◆ **Your task**
The reply must contain exactly the lines below from the one with "Target: steep rock slope" down to the one with "[locate] small tree", both included, and nothing more; please omit the pictures.

Image-grounded pointing data
________________

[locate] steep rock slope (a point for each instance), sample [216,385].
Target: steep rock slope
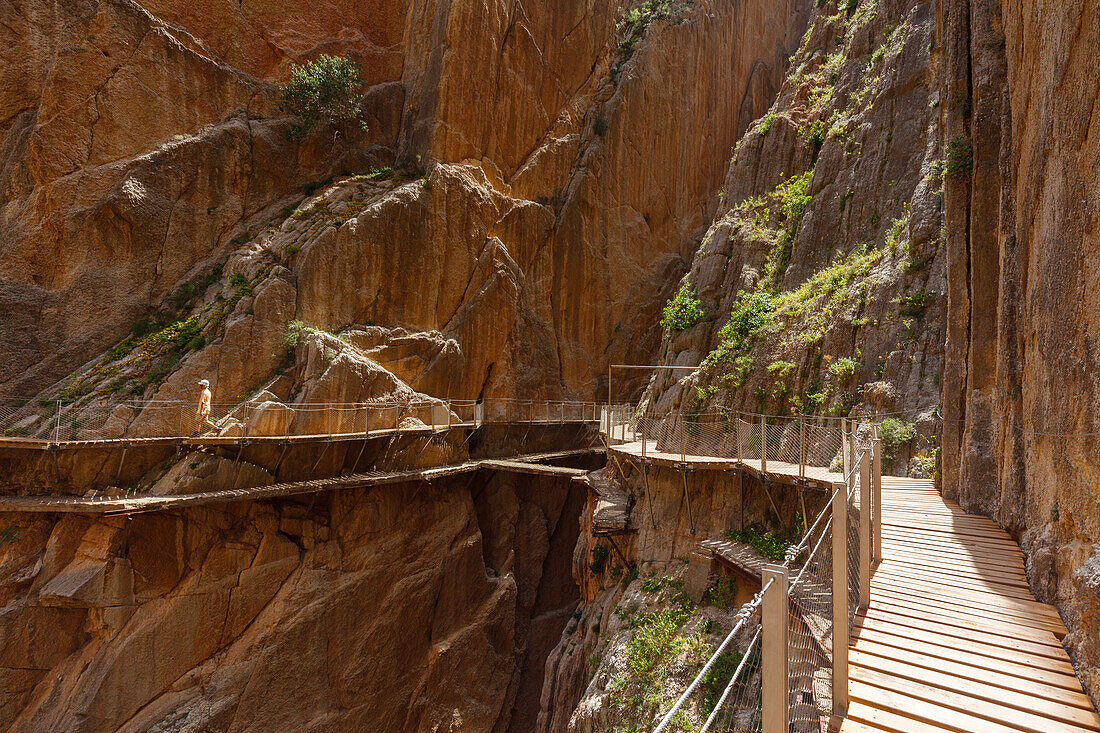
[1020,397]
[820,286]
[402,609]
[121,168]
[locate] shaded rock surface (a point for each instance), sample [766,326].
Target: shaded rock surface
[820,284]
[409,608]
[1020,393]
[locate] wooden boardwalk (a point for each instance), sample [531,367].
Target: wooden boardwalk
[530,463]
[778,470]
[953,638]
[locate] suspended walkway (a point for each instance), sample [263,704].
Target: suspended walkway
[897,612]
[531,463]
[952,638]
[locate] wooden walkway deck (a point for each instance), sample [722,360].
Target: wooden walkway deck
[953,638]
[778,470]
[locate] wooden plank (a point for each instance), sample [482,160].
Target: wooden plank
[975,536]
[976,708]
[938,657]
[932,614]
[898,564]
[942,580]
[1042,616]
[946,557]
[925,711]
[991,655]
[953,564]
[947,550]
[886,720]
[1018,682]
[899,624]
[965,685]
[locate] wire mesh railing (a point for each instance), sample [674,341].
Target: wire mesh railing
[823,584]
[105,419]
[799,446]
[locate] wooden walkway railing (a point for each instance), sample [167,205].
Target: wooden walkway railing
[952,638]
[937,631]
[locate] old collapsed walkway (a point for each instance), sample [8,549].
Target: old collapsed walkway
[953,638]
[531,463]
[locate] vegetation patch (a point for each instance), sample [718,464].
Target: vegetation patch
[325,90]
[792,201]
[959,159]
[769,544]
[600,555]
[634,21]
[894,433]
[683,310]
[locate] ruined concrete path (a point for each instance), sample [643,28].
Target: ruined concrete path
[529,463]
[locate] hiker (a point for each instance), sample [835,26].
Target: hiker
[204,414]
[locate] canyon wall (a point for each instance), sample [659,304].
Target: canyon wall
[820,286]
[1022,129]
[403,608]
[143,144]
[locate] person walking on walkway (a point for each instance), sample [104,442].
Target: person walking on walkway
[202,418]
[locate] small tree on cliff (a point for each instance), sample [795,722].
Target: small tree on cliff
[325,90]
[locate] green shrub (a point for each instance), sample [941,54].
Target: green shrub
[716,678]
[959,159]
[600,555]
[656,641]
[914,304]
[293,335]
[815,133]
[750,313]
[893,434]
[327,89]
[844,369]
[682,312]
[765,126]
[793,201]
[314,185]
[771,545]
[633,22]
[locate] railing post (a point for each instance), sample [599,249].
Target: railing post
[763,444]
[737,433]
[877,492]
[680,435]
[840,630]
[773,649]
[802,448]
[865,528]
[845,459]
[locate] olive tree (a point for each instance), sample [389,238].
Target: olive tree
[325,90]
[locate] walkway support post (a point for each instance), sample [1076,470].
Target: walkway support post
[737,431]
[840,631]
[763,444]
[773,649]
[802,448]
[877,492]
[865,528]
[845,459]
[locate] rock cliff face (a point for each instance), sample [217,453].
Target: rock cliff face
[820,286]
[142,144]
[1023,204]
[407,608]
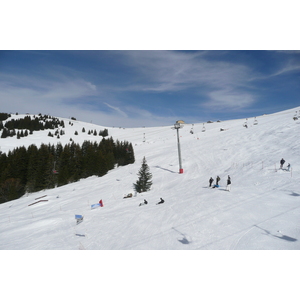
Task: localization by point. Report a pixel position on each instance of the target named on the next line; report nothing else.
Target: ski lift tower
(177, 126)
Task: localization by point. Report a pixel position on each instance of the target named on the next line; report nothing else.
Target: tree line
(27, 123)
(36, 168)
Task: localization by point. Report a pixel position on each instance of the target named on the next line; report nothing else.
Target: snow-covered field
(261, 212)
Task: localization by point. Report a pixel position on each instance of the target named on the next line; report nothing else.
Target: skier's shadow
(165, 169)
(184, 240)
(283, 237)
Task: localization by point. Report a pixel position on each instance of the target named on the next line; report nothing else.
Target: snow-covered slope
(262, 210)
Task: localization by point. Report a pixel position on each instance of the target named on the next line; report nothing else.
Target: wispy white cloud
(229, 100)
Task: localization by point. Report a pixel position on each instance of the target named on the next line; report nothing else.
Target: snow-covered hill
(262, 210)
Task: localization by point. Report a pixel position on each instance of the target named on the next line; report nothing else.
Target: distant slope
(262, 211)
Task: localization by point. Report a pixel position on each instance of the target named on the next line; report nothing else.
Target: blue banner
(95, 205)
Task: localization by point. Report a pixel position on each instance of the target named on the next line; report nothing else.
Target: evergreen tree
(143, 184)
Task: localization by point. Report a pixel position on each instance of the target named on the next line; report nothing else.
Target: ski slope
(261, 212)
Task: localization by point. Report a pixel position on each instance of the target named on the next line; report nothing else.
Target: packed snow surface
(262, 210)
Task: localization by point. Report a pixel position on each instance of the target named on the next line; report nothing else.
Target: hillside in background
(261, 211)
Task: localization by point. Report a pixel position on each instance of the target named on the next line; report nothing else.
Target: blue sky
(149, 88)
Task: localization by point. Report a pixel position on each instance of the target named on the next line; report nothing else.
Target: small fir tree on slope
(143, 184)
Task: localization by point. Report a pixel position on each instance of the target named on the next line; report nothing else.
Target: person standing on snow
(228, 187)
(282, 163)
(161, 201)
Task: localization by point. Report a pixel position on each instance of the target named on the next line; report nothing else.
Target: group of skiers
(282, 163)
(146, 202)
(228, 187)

________________

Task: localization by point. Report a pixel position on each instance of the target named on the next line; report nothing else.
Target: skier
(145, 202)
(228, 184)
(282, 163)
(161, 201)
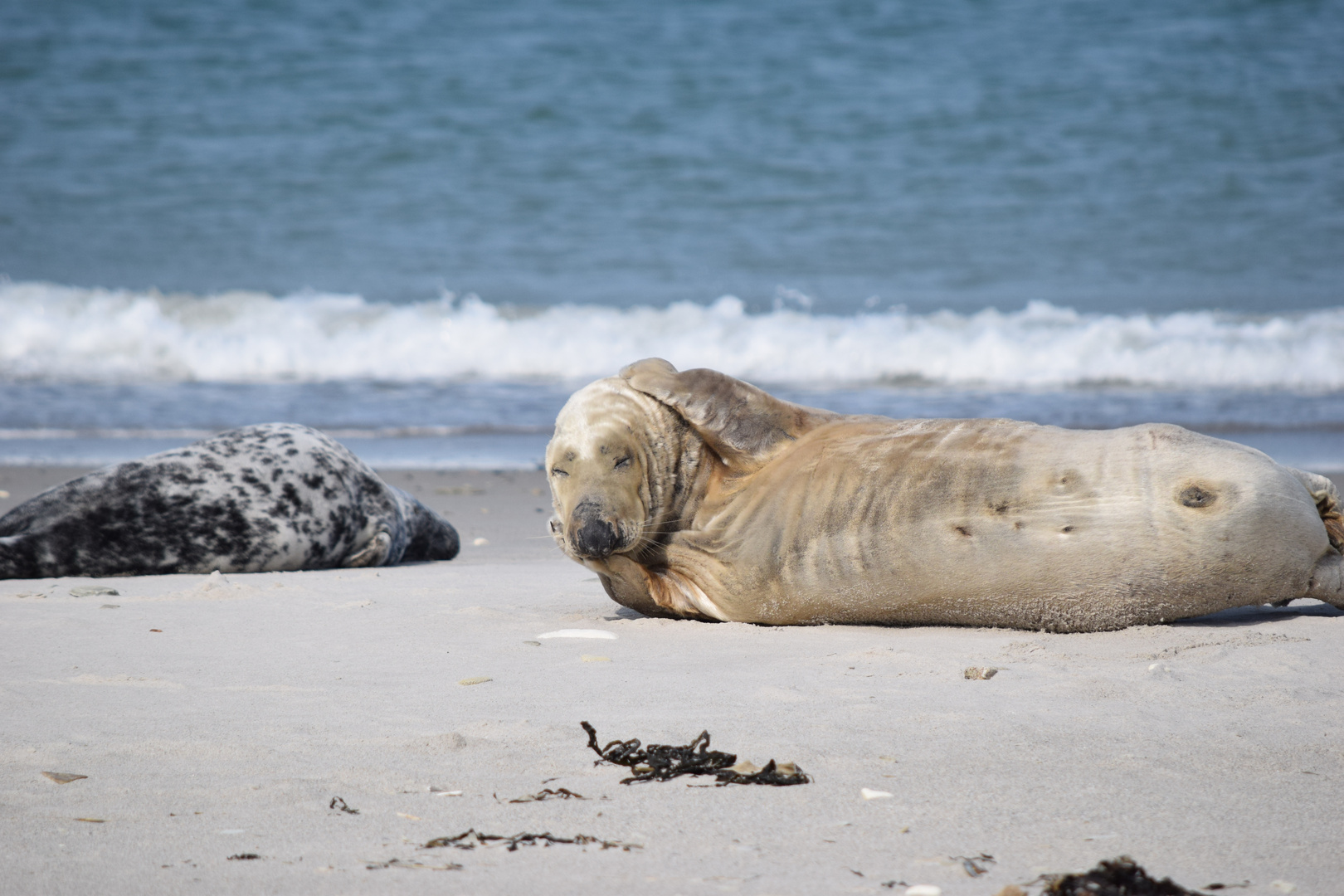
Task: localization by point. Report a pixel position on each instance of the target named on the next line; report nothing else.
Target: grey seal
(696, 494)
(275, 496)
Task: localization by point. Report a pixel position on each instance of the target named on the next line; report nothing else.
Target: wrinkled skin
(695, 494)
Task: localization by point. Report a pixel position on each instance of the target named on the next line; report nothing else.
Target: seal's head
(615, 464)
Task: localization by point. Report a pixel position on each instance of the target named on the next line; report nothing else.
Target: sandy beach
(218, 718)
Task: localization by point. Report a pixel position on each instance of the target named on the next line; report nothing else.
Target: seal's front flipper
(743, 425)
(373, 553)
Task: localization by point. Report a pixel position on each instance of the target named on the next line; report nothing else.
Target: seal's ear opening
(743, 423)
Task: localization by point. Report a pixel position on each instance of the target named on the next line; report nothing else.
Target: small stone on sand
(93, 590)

________________

◆ **Result**
Target: steep rock slope
[1020,397]
[820,286]
[402,609]
[121,168]
[locate] shaded rock surface (a point for each instance), sample [766,326].
Target: shaded rock surface
[820,284]
[409,608]
[1020,393]
[locate] wooden boardwalk (a point for each instance), sample [531,367].
Target: wooden boardwalk
[530,463]
[778,470]
[953,638]
[locate] suspended walkway (a point for each instance), sample [263,704].
Target: suspended walkway
[897,612]
[531,463]
[952,638]
[locate] wooden walkway deck (a point for each instance), sample [722,360].
Target: wooden walkway deck
[953,638]
[778,470]
[locate] wooden plank (a point for each instance), sample [482,160].
Target: wooden plank
[975,536]
[976,708]
[938,657]
[932,614]
[898,564]
[942,580]
[1042,616]
[946,557]
[925,711]
[991,655]
[953,564]
[947,550]
[886,720]
[1018,682]
[899,624]
[965,685]
[locate] wire mesh railing (a point for each instance), sample [674,341].
Target: wire mesh railing
[823,584]
[105,419]
[799,446]
[locate] wooden walkway railing (a point for each instance), sample [167,205].
Target: wooden walkway railing
[952,638]
[937,631]
[locate] old collapsed walkway (a point for each instance), sample [8,549].
Target: old collapsed walkway
[953,638]
[531,463]
[locate] vegetation patch (a point for each instance), sample [718,464].
Target: vegetation patch
[325,90]
[792,201]
[959,159]
[769,544]
[600,555]
[634,21]
[894,433]
[683,310]
[locate] ruined concrete path (a point for each instance), sample [643,28].
Target: ruined concrete path
[529,463]
[locate] hiker (a point for each instance), sample [835,26].
Target: hiker
[204,414]
[locate] canyon wall (a point for each instance), sample [659,304].
Target: canyon wall
[820,286]
[1022,129]
[403,608]
[143,144]
[locate] person walking on walkway (a point for each instance), sample [104,442].
Target: person walking on walkway
[202,418]
[locate] small tree on cliff (a point for each instance), sample [795,722].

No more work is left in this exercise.